AUFGABEN =
1. Liste alle Leitungsgremien auf, die der Artikel zur Frauenquote im Satz ab „Selbst Firmen, bei denen es völlig normal ist“ nennt.
2. Führe den Artikel zur Frauenquote im Anschluss an seinen letzten Satz fort.

Hagen/Menden.

Die Frauenquote ist in aller Munde. Trotzdem scheuen sich viele Unternehmen in Südwestfalen davor, über das Thema zu reden. Obwohl Frauen in Führungspositionen oft ganz normal sind.

Die Kanzlerin will sie nicht - obwohl ausgerechnet sie die Diskussion angestoßen hat. Die meisten deutschen Aktiengesellschaften wollen sie auch nicht. Die nordrhein-westfälische Landesregierung will sie sehr wohl, bei VW wird sie vermisst- aber nicht vom Vorstand, sondern von der niedersächsischen Landesregierung. Jeder zweite Mann hält sie ohnehin für überflüssig und Herr Ackermann hat sie erst gar nicht nötig. Die Frauenquote ist in aller Munde. Wie sieht es in Südwestfalen aus?

Viele Unternehmen aus der Region wollen das heikle Thema lieber nicht anfassen - man könnte sich ja die Finger daran verbrennen. Selbst Firmen, bei denen es völlig normal ist, dass Frauen in der Geschäftsführung, im Vorstand oder im Aufsichtsrat ihre Fachkenntnis einbringen, scheuen sich, dies öffentlich zu machen.

BEREITGESTELLTES MATERIAL =

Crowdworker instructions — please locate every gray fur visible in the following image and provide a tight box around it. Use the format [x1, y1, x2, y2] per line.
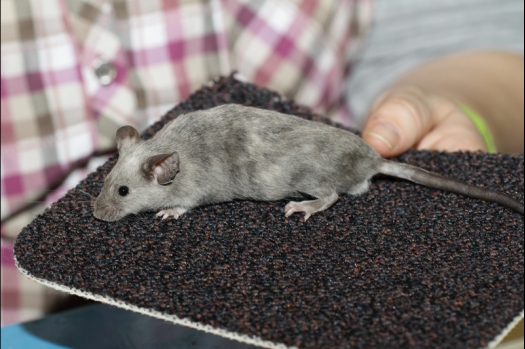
[93, 104, 523, 221]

LÖSUNGEN =
1. Geschäftsführung, Vorstand, Aufsichtsrat

2.
Bettermann will keine Quotenfrauen

Eine Ausnahme macht zum Beispiel die Firma Dorma in Ennepetal: „Dorma lehnt eine gesetzlich vorgegebene Frauenquote ab“, erklärt Pressesprecher Helge Wego. „Wir setzen nicht auf Quote, sondern auf Qualifikation. Der Frauenanteil bei Dorma in Deutschland liegt auch ohne Quote bei über 25 Prozent. Seit dem 1. Januar gibt es auch im vierköpfigen Holding-Board eine Frau. Damit beträgt die Frauenquote im höchsten Führungsgremium des Unternehmens 25 Prozent.“ Auf der Gesellschafterseite sieht es bei Dorma noch eindeutiger aus: „Seit dem Jahr 2009 sind zwei der drei Gesellschafter Frauen“, berichtet Helge Wego.

„Quoten schaden der Wirtschaft und den Frauen, die nicht verdient haben, als Quotenfrauen abgestempelt zu werden“, stellte der Mendener Unternehmer Ulrich Bettermann beim Weltwirtschaftsforum fest. In Familienunternehmen wie Obo Bettermann werde auch dieses Thema pragmatisch gehandhabt: „Wenn ich bei uns durch manche Abteilungen gehe, brauchen wir dort wohl bald eine Männerquote…“ In der Obo-Verwaltung seien bis in die Leitungsebene längst mehr als 30 Prozent Frauen beschäftigt.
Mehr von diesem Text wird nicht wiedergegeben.